• **Vorgehensweise**
Übersetzen Sie den Satz „Du musst bedenken, dass php auf Serverseite ausgeführt wird und ein Applet auf der Clientseite.“ aus dem Seitenauszug ins Englische.

··· Seitenauszug

# Bilder zuscheiden - Werte von php übergeben



## sanktusm (9. Mai 2008)

Hallo,
ich weiss zwar, wie ich Bilder in php zuscheiden kann. Leider ist aber die Qualität nicht besonders wenn man größere Bilder kleinschneiden will.

Ich hoffe, das ein entsprechendes Programm oder eine Funktion in Java bessere Qualität versprechen kann.

Wie ist es möglich Bilder zuzuscheiden und Werte von PHP an ein JAVAAPPLET zu übergeben? Kenn jemand vielleicht ein Script das erhältlich ist?


----------



## dajos7 (9. Mai 2008)

Hallo,

also zum Thema Applet einbinden hab ich das hier für Dich java.sun.com/j2se/1.4.2/docs/guide/misc/applet.html

Man sollte aber auch das Object Tag in Browsern beachten. Dazu ließ das java.sun.com/j2se/1.5.0/docs/guide/plugin/developer_guide/using_tags.html
Du musst bedenken, dass php auf Serverseite ausgeführt wird und ein Applet auf der Clientseite. Du kannst mit javascript, Funktionen im Applet aufrufen. Das geht zB indem Du dem Applet-Tag eine Id verpasst und dann die Id wie in java direkt mit der im Applet implementierten Funktion aufrufst. Das klappt normal mit einfachen Properties wie String und Integer ganz gut, Bilder und ähnliches kann man da meines Wissens nicht übergeben, wie sollte man die mit Javascript auch darstellen.

Bilder ohne Qualitätsverlust is bei JPG glaube ich nicht möglich. Das Bild muss ja entpackt und nochmals abgespeichert werden, was wieder zu einer Codierung führt. Man korrigiere mich bitte, wenn ich hier falsch liege. Bei verlustloser Komprimierung ist das aber denke ich ohne weiteres machbar. Bei PNG und BMP liegt glaube ich verlustlose Komprimierung vor.

Das Bild aus dem applet raus zu bekommen wird glaube ich nicht einfach, es sei denn man zeigt es im Applet direkt selbst an 

Ein Beispiel werde ich noch machen, wenn nicht jmd anderes schon schneller ist.

Parameter kannst Du so übergeben:

```
<html>
  <head>
    <title>Applets</title>
  </head>

  <body>
    <applet code="Parameter.class" width="300" height="100">
      <param name="benutzername" value="Bill" />
    </applet>
  </body>
</html>
```

Im Applet dann so auslesen, das Bild wird über eine URL bezogen. Hier ist zu beachten, dass das Applet signiert sein muss, um auf einen anderen Server zugreifen zu können. Greift es allerdings auf den gleichen Server zu, von dem es geladen wurde, kann es ohne weiteres auch ohne signiert zu sein von dort Dinge laden.

······
··· Datenauflistung

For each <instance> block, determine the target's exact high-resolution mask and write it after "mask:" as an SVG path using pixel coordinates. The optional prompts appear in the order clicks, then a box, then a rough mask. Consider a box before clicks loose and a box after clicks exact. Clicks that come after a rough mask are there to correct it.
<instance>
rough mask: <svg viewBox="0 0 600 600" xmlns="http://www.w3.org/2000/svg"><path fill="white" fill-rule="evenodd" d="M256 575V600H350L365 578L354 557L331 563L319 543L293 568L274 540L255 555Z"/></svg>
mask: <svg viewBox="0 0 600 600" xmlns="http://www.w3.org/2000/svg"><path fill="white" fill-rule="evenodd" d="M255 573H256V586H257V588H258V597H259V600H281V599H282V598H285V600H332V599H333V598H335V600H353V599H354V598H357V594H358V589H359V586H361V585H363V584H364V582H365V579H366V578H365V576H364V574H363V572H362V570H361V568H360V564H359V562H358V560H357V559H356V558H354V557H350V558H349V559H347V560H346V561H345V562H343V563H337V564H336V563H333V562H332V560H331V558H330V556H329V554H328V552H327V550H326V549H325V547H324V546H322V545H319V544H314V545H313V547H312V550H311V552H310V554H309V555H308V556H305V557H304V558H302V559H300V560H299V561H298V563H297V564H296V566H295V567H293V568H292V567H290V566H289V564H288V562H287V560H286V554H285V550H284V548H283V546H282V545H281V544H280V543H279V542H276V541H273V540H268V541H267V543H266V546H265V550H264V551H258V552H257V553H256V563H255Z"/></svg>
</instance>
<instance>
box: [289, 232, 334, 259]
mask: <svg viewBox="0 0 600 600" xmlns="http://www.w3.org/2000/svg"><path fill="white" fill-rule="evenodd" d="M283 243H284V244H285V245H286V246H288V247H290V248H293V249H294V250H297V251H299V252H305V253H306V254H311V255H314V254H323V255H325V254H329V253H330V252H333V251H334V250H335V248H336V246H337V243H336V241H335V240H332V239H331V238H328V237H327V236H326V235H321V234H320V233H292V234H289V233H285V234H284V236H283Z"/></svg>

······

• **Erwartete Antwort**
You have to keep in mind that php is executed on the server side and an applet on the client side.